'''

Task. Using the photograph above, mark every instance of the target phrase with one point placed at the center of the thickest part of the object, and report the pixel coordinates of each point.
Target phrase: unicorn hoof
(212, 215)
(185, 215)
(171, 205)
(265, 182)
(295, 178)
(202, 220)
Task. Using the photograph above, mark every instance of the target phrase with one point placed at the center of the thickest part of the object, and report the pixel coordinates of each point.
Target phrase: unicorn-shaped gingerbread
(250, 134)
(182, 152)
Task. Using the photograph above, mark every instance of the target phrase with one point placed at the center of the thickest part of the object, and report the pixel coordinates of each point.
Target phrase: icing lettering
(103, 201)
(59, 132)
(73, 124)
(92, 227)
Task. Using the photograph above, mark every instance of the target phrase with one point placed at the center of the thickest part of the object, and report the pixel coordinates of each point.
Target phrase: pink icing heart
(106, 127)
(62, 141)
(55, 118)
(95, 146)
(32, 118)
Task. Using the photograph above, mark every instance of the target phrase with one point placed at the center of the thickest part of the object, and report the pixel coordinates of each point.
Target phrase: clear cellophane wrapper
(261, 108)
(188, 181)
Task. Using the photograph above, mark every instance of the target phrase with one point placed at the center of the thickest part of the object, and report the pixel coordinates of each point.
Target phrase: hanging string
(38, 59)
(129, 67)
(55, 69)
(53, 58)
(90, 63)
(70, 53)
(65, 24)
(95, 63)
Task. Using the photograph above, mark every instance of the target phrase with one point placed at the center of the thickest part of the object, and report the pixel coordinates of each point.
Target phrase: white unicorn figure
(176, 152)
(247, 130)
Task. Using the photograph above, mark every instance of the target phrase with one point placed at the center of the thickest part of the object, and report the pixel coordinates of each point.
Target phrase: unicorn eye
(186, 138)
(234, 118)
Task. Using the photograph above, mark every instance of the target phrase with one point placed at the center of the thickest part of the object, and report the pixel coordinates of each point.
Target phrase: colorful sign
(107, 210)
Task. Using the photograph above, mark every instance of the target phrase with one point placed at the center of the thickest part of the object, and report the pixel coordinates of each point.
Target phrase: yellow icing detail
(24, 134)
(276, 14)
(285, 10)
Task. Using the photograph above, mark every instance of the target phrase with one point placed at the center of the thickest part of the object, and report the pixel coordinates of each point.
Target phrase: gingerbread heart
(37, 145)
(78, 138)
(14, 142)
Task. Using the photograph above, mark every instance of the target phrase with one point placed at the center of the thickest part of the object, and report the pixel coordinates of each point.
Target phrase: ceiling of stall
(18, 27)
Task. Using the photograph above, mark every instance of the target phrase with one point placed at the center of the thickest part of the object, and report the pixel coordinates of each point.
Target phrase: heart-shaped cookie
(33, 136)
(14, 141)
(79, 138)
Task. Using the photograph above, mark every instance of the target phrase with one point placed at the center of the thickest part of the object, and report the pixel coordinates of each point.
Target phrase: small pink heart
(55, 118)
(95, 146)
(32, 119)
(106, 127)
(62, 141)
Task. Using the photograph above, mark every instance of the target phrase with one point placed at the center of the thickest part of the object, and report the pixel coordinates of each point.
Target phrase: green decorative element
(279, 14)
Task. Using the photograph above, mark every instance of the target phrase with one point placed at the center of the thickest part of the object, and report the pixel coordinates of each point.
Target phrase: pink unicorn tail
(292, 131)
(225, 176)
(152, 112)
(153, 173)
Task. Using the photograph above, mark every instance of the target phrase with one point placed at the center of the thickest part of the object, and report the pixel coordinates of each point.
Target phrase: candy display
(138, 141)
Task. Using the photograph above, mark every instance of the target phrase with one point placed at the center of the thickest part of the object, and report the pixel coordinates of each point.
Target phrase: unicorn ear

'''

WRITTEN INSTRUCTION:
Copy all the records above exactly, missing none.

ANSWER TO THIS TASK:
Task. Using the photograph above, mark every instance of the target phrase with one point placed at the center of the thickest part of the object, and report the pixel coordinates of each point.
Target phrase: unicorn hoof
(212, 215)
(185, 215)
(171, 205)
(265, 182)
(295, 178)
(202, 220)
Task. Using the photograph above, mark every instance of the target phrase with one point placed at the center of the thickest part of the object, and report the pixel coordinates of each point.
Target phrase: unicorn-shaped gingerbread
(250, 134)
(182, 152)
Task. Using the photograph above, mark every instance of the target phrase with one point placed at the center of the thickest part of the object, and report the pixel coordinates of each point.
Target phrase: icing lettering
(103, 201)
(59, 132)
(73, 124)
(92, 227)
Task. Using the photograph above, mark every instance of the target phrase with one point placed at the center of the thickest part of the object, and report the pixel coordinates of each point.
Target phrase: pink icing heart
(106, 127)
(62, 141)
(55, 118)
(95, 146)
(32, 118)
Task. Using the photograph above, mark every instance of the target phrase with one point placed at the center of the thickest part of the object, and report the pixel coordinates of each point.
Target phrase: clear cellophane wrapper
(261, 108)
(188, 181)
Task. Using the photograph above, mark every instance of the target phrase with one point placed at the center of the thickest part of the object, and report the pixel coordinates of each point.
Target phrase: hanging string
(38, 59)
(129, 67)
(55, 69)
(53, 58)
(90, 63)
(70, 53)
(65, 24)
(95, 63)
Task. Using the photograph above, mark every instance of the target phrase with one point placed at the center of the thickest part of the object, and report the pixel coordinates of each point.
Target phrase: white unicorn figure
(176, 152)
(247, 130)
Task. Using the photograph above, mark every instance of the target phrase with one point placed at the center of the thickest part of the object, and report the pixel coordinates of each point.
Target phrase: unicorn eye
(186, 138)
(234, 118)
Task. Using the photograph above, mark every instance of the target phrase with one point placed at the center of the thickest part of the object, and report the pixel coordinates of each point.
Target phrase: colorful sign
(107, 210)
Task. Using the photograph above, mark every instance of the target phrase with one point placed at the center of the thickest part of the object, and report the pixel coordinates of each point.
Target phrase: yellow icing detail
(24, 134)
(276, 14)
(285, 10)
Task. Using the photograph above, mark every instance of the target phrase with one point placed at the center of the thickest part of the object, and report the pixel coordinates of each point.
Target phrase: gingerbread heart
(37, 145)
(78, 138)
(14, 142)
Task. Using the photograph above, mark every instance of the target phrase with one point placed at the center of the thickest part of the object, and report the pixel coordinates of each point.
Target phrase: ceiling of stall
(18, 27)
Task. Using the photograph above, mark every instance of the target phrase with one point placed at the center of the thickest part of the object, and report the pixel coordinates of each point.
Target phrase: heart-shaped cookie
(33, 136)
(14, 141)
(79, 138)
Task. Using the photograph above, mark every instance of the target phrase with one point placed at the center of the thickest part of the object, and report the pixel coordinates of each point.
Target phrase: small pink heart
(55, 118)
(95, 146)
(32, 119)
(106, 127)
(62, 141)
Task. Using the photograph above, mark every instance of the target phrase with one point placed at the center of the thickest part of the object, and report the pixel coordinates of each point.
Target phrase: green decorative element
(279, 14)
Task. Using the photograph above, mark every instance of the target phrase with one point placed at the center of the thickest part of the object, and report the pixel coordinates of each point.
Target phrase: pink unicorn tail
(292, 131)
(225, 176)
(152, 112)
(153, 173)
Task. Using the photograph above, mark every instance of the target phrase with one point placed at the center of the thickest part of the object, and report the pixel coordinates of each point.
Target phrase: candy display
(138, 141)
Task. Using the photograph above, mark every instance of the target phrase with one point placed at the center of the thickest part of the object, and report the pixel coordinates of each point.
Target phrase: unicorn ear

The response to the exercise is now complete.